__Prompt__
Reproduce the listing below line by line, keeping every character, space, and symbol unchanged.

__Dataset__
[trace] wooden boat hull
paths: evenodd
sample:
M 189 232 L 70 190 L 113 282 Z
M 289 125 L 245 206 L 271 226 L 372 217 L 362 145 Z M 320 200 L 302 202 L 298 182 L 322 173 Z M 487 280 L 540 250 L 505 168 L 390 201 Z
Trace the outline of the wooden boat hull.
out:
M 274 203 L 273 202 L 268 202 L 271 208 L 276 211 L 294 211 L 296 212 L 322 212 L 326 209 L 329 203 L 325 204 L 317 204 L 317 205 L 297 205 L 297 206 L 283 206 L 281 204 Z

__Completed exercise__
[trace] wooden boat hull
paths: evenodd
sample:
M 189 232 L 70 190 L 113 282 Z
M 289 125 L 245 206 L 271 226 L 372 217 L 362 145 Z M 320 200 L 302 202 L 298 182 L 322 173 Z M 487 280 L 540 250 L 505 168 L 390 201 Z
Trace the outline of the wooden boat hull.
out:
M 274 203 L 273 202 L 268 202 L 271 208 L 276 211 L 294 211 L 296 212 L 322 212 L 326 209 L 329 203 L 325 204 L 317 204 L 317 205 L 297 205 L 297 206 L 283 206 L 281 204 Z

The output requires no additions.